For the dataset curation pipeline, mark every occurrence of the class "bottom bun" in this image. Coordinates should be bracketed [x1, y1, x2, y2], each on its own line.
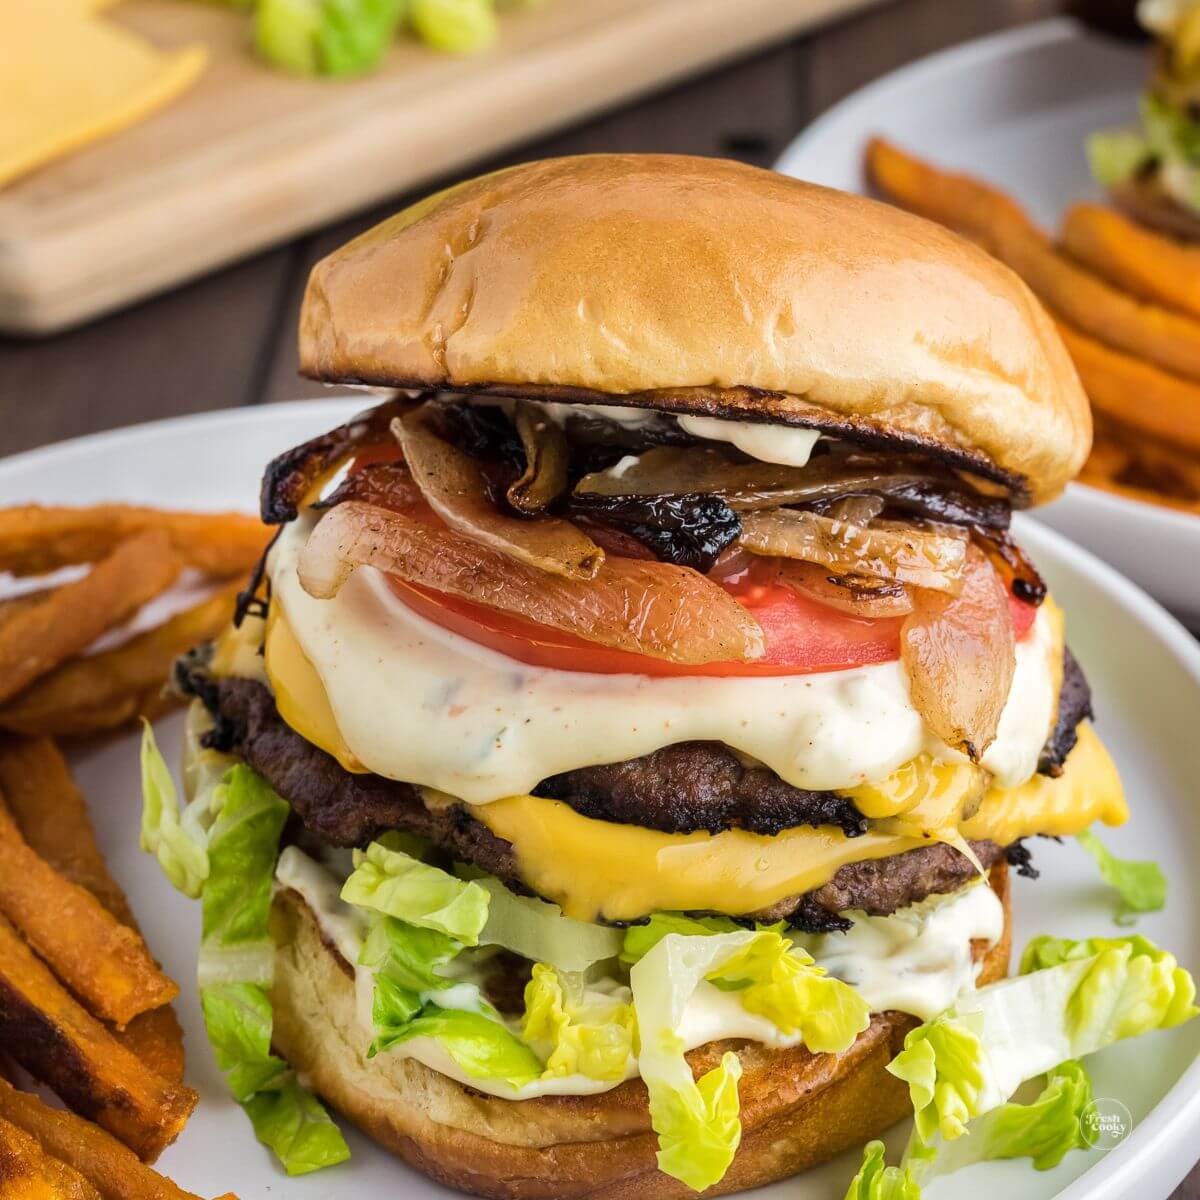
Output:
[269, 863, 1011, 1200]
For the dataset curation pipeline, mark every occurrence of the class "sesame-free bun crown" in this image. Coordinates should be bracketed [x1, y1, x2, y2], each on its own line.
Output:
[299, 154, 1090, 503]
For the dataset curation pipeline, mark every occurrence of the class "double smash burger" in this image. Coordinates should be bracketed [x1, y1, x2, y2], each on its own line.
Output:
[168, 156, 1143, 1195]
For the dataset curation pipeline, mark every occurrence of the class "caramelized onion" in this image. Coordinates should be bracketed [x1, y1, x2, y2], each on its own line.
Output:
[739, 508, 968, 593]
[298, 502, 765, 665]
[574, 445, 1010, 527]
[507, 401, 569, 514]
[394, 410, 604, 581]
[772, 559, 914, 618]
[316, 462, 423, 511]
[260, 396, 416, 524]
[901, 545, 1015, 761]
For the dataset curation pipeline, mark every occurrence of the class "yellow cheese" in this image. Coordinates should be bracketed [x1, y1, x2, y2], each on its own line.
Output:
[473, 723, 1126, 922]
[0, 2, 207, 188]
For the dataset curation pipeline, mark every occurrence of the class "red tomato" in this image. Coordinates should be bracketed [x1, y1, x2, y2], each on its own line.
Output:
[388, 565, 1037, 678]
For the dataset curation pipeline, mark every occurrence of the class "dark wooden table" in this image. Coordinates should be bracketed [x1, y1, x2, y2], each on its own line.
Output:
[1, 1, 1195, 1194]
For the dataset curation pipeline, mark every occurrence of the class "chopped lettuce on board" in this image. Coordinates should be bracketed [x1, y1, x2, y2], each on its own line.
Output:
[139, 724, 350, 1175]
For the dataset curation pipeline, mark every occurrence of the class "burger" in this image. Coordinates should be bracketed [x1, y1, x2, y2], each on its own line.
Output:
[1090, 0, 1200, 239]
[140, 155, 1196, 1197]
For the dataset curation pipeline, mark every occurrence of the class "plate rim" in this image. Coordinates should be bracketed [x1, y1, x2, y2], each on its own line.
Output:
[4, 401, 1200, 1198]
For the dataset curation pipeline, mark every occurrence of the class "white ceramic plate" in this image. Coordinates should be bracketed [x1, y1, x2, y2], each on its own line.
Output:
[2, 401, 1199, 1199]
[774, 17, 1200, 629]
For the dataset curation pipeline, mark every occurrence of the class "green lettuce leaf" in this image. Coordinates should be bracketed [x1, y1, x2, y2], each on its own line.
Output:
[358, 914, 462, 1039]
[1142, 91, 1200, 165]
[255, 0, 406, 76]
[887, 1012, 985, 1143]
[620, 912, 784, 965]
[372, 1002, 543, 1085]
[1076, 831, 1167, 924]
[522, 964, 635, 1081]
[920, 1060, 1093, 1180]
[200, 982, 287, 1102]
[706, 933, 870, 1053]
[408, 0, 497, 52]
[1086, 130, 1153, 187]
[890, 935, 1197, 1149]
[200, 765, 290, 986]
[242, 1078, 351, 1176]
[843, 1140, 922, 1200]
[139, 721, 209, 898]
[473, 875, 624, 972]
[342, 838, 490, 942]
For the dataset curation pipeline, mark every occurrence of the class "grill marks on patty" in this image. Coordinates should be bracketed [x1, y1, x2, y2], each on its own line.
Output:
[178, 659, 1058, 932]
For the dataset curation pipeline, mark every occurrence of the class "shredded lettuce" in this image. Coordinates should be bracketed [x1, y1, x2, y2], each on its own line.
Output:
[1087, 130, 1153, 187]
[200, 982, 287, 1102]
[1076, 831, 1167, 924]
[706, 934, 871, 1052]
[843, 1140, 922, 1200]
[473, 875, 624, 972]
[255, 0, 406, 76]
[373, 1002, 544, 1085]
[620, 912, 784, 966]
[242, 1078, 351, 1176]
[522, 964, 635, 1081]
[888, 934, 1196, 1153]
[139, 721, 209, 898]
[342, 838, 490, 942]
[629, 928, 868, 1191]
[408, 0, 497, 52]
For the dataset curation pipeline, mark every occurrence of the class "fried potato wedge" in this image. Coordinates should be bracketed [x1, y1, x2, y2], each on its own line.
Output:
[0, 1080, 214, 1200]
[1062, 202, 1200, 321]
[0, 1112, 103, 1200]
[0, 582, 241, 738]
[0, 916, 196, 1160]
[0, 802, 177, 1028]
[0, 738, 185, 1084]
[866, 137, 1200, 382]
[0, 531, 180, 707]
[0, 507, 269, 579]
[1057, 321, 1200, 454]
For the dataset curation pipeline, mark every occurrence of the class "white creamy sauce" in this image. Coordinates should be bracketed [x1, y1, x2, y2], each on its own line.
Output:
[805, 882, 1004, 1022]
[269, 521, 1057, 801]
[275, 850, 1003, 1101]
[536, 401, 823, 468]
[676, 414, 822, 468]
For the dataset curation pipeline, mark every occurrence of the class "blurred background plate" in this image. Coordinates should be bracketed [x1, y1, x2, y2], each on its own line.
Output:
[1, 401, 1199, 1199]
[773, 17, 1200, 629]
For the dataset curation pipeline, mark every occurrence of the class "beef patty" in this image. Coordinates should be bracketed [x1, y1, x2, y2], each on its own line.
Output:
[179, 658, 1044, 932]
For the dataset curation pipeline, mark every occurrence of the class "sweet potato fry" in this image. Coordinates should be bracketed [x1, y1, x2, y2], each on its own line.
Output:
[0, 738, 185, 1084]
[0, 803, 177, 1028]
[0, 582, 241, 738]
[0, 588, 59, 625]
[1062, 202, 1200, 321]
[866, 137, 1200, 382]
[1057, 321, 1200, 454]
[0, 507, 269, 579]
[0, 1080, 212, 1200]
[0, 532, 180, 707]
[0, 1113, 103, 1199]
[0, 916, 196, 1160]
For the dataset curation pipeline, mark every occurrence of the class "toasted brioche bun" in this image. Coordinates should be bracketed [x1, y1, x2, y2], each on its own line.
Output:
[299, 155, 1089, 503]
[268, 862, 1011, 1199]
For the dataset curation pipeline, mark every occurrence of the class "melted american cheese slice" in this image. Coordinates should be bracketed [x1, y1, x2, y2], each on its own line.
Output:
[468, 724, 1125, 921]
[0, 2, 207, 188]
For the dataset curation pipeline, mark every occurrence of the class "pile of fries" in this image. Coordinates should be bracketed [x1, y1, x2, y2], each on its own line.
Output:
[865, 139, 1200, 517]
[0, 737, 235, 1198]
[0, 503, 268, 1196]
[0, 505, 270, 737]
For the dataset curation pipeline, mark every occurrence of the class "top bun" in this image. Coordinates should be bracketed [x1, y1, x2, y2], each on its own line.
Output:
[299, 154, 1090, 503]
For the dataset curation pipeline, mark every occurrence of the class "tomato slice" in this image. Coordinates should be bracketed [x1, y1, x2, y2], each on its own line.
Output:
[351, 448, 1036, 677]
[388, 561, 1037, 678]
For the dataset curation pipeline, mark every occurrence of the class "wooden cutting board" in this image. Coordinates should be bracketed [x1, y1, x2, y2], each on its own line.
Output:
[0, 0, 883, 336]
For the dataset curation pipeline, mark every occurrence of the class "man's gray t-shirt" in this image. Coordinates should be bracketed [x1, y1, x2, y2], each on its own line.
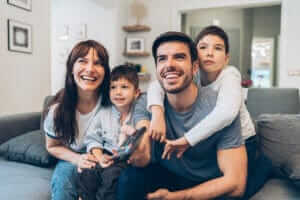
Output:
[133, 88, 243, 182]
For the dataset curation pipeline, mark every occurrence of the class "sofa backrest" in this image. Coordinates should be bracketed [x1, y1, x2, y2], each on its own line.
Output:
[246, 88, 300, 120]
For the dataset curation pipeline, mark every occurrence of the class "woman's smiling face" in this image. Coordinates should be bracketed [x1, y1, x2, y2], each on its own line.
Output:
[72, 48, 105, 95]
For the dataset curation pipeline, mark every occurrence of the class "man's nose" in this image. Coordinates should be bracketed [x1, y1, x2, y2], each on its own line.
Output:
[166, 58, 175, 66]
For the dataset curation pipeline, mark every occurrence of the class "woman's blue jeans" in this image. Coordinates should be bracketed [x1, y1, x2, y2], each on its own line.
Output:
☆ ☆ ☆ ☆ ☆ ☆ ☆
Please give the number of lines in the data where "tomato" appears, without any other words.

■ ANSWER SECTION ■
2